[Data entries]
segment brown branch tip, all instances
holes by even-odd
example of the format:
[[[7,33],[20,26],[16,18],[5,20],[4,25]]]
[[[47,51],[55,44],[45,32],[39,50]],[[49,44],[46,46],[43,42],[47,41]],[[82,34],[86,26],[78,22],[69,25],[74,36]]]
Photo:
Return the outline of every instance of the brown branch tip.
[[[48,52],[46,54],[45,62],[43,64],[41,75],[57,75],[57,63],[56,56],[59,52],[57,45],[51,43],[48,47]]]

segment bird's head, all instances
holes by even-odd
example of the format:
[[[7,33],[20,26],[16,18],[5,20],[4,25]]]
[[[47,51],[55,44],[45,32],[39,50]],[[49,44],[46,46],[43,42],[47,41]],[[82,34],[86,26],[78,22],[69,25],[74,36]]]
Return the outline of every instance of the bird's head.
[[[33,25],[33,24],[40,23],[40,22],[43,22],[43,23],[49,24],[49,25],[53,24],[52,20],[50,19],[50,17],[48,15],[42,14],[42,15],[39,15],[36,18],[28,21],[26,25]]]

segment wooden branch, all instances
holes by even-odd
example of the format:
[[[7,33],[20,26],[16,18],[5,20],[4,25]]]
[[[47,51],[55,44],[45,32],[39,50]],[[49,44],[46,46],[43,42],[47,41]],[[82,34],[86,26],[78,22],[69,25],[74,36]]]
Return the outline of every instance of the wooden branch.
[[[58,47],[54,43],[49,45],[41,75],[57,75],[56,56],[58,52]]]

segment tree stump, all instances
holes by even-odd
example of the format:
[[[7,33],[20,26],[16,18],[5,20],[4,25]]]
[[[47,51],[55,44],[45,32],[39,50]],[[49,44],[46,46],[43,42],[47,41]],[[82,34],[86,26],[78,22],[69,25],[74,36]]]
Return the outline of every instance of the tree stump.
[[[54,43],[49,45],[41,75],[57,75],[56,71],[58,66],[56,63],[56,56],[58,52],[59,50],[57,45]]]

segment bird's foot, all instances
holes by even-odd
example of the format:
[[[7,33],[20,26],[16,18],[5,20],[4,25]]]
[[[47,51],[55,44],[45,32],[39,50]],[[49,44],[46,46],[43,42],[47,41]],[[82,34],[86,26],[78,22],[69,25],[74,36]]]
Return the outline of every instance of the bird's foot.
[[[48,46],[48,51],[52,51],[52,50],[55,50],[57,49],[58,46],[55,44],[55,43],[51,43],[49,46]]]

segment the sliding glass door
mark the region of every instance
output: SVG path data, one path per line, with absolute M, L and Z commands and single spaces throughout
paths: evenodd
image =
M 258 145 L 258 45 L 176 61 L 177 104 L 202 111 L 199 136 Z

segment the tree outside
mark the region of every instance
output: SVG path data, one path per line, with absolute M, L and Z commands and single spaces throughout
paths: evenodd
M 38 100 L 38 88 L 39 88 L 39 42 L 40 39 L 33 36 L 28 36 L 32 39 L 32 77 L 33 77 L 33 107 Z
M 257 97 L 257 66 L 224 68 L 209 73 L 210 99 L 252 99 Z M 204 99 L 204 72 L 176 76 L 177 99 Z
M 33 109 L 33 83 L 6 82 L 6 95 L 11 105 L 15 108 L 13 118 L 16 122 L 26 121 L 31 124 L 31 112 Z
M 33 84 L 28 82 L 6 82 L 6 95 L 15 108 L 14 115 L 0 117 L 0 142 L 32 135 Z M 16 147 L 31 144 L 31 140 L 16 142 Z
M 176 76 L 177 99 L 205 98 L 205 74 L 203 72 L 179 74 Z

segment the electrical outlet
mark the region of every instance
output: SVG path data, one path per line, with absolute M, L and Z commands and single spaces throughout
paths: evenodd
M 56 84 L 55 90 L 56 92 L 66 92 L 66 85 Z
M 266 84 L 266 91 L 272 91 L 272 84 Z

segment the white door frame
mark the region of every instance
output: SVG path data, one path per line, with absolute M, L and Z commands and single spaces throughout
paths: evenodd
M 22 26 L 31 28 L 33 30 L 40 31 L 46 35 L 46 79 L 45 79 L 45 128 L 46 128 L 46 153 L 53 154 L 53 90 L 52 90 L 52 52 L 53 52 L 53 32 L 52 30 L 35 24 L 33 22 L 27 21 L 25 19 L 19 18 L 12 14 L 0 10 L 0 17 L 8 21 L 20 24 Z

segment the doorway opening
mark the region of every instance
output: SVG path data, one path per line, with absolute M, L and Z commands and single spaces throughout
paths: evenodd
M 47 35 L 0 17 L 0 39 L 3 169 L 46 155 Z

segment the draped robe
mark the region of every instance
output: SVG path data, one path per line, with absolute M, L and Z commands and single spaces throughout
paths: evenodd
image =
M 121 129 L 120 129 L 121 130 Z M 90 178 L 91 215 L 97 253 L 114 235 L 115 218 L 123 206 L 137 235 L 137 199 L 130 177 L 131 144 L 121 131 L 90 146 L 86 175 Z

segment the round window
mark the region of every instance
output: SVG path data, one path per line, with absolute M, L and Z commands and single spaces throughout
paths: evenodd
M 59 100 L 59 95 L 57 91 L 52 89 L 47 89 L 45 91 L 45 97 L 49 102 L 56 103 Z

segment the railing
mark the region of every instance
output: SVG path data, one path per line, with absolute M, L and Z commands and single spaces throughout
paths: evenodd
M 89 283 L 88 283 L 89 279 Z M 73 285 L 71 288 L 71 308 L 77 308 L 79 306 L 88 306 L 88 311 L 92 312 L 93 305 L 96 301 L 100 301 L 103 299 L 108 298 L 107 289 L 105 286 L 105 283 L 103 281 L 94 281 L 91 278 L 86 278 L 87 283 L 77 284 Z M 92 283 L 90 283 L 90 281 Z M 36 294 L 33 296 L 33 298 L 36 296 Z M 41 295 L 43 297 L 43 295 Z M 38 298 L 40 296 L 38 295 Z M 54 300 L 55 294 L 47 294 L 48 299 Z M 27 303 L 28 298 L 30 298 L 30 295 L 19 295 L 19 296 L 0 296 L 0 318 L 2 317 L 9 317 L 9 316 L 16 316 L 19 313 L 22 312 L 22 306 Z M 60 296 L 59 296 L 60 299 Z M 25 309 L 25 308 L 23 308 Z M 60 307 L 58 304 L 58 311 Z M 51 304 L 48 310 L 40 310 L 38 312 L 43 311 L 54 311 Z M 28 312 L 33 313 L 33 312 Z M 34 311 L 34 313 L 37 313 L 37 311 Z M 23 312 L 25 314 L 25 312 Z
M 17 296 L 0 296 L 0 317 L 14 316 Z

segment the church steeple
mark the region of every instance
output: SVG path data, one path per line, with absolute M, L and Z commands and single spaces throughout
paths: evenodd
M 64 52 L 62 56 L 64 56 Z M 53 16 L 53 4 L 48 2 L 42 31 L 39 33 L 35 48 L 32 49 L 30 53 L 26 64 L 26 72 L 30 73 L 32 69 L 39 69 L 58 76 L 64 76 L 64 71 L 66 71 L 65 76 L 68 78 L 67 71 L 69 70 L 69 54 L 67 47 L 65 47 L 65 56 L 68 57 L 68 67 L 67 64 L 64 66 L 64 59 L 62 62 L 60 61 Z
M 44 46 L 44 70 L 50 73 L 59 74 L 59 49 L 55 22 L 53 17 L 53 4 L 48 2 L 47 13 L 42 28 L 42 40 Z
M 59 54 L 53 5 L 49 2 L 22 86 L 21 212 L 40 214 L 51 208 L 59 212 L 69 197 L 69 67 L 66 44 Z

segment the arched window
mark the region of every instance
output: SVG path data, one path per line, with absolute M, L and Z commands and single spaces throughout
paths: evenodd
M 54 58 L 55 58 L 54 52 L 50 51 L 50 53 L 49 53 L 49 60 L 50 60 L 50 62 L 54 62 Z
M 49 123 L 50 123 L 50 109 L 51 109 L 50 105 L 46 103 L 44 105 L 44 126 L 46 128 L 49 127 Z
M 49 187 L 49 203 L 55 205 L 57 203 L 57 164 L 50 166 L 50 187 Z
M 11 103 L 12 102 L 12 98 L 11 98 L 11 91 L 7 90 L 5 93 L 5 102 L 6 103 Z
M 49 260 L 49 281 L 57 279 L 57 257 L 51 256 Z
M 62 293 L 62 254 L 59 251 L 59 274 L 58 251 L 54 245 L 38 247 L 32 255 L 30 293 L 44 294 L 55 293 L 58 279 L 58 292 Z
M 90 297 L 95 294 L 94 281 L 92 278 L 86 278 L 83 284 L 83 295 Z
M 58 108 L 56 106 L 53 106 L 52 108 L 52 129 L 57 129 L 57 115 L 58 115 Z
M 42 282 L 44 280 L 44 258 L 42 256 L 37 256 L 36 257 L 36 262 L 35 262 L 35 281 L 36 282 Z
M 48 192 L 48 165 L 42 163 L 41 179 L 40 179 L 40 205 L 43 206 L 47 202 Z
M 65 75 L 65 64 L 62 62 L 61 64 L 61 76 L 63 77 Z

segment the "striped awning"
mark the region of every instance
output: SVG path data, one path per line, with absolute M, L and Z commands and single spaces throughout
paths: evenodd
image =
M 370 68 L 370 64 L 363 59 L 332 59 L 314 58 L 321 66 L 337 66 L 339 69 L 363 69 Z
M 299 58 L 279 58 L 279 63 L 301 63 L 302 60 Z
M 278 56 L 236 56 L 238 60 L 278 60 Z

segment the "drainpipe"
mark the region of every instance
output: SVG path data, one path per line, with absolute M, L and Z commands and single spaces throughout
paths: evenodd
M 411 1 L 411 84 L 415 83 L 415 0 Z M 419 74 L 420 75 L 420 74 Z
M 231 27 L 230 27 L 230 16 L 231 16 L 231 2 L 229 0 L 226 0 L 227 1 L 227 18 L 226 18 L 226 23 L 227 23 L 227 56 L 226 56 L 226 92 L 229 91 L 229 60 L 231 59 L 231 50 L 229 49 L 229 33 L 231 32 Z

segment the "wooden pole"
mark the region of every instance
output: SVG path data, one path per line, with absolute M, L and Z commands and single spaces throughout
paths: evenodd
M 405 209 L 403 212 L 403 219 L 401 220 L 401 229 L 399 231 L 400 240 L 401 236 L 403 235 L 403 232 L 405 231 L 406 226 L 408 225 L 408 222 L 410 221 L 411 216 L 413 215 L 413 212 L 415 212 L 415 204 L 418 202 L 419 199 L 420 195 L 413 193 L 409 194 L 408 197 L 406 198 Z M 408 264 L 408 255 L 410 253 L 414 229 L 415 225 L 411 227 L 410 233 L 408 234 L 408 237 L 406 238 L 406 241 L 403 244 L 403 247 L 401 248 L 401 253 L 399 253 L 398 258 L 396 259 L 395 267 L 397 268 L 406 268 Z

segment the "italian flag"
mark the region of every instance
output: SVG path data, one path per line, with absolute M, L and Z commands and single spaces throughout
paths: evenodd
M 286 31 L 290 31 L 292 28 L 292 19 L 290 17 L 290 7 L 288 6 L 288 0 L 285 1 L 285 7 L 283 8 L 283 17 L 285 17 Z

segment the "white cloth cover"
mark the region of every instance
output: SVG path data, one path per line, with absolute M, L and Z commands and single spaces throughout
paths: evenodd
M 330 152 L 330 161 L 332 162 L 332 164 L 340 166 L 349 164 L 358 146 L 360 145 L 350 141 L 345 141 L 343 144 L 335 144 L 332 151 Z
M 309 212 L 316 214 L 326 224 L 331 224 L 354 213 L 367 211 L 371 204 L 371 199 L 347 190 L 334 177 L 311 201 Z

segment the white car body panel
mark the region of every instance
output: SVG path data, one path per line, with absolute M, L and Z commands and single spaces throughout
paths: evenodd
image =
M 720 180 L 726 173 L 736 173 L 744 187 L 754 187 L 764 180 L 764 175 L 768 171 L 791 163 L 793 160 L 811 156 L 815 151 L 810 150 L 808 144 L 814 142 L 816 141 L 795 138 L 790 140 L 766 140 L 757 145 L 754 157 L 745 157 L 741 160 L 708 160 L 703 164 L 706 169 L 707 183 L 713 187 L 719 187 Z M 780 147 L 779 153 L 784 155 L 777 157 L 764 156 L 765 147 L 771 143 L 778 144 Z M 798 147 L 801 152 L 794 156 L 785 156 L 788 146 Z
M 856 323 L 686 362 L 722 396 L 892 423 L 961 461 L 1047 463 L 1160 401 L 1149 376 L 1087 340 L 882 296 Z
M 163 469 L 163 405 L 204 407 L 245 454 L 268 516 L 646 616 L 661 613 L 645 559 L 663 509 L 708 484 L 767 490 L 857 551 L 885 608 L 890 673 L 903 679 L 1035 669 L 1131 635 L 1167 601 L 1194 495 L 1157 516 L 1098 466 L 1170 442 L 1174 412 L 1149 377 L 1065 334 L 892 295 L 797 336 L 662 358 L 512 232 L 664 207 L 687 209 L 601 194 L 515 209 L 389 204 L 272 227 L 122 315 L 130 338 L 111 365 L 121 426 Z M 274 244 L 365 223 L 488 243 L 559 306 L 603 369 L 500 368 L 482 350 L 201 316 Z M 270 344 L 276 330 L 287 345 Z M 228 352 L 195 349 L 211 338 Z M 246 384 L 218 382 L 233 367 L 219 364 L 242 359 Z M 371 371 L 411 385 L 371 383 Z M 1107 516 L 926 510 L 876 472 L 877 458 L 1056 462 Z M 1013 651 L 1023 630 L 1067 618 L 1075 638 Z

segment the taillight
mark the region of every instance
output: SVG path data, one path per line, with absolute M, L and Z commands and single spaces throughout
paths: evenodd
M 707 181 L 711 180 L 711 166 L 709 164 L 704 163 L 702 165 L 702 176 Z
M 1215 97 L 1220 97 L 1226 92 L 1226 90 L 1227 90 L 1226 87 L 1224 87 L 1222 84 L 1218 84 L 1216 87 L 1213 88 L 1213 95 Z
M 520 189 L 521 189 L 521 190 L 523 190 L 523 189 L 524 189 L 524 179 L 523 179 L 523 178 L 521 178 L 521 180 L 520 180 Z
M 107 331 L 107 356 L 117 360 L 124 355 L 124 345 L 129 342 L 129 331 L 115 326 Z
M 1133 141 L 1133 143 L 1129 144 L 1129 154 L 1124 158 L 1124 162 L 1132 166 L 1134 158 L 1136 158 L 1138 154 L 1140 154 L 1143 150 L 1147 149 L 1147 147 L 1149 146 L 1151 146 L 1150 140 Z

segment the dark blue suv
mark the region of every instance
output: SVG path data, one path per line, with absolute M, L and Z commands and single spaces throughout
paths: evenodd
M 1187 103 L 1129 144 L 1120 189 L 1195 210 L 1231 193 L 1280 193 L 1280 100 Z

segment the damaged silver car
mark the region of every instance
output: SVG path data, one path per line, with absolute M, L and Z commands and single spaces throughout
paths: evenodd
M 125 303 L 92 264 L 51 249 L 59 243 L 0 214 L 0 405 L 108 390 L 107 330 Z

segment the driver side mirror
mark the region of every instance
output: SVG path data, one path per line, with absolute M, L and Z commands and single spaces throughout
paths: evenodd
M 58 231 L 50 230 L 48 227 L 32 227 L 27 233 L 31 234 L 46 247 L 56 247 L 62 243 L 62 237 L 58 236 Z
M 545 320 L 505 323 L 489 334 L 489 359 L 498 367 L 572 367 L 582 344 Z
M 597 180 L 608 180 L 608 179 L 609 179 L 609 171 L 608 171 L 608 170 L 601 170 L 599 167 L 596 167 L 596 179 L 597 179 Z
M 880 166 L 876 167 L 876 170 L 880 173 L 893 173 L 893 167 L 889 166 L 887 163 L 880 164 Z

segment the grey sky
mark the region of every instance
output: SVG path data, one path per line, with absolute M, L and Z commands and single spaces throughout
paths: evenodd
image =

**Brief:** Go through the records above, find every line with the word "instances", and list those lines.

**Solution for this task:**
segment brown branch tip, all instances
segment bird's head, all instances
segment wooden branch, all instances
segment tree stump, all instances
segment bird's foot, all instances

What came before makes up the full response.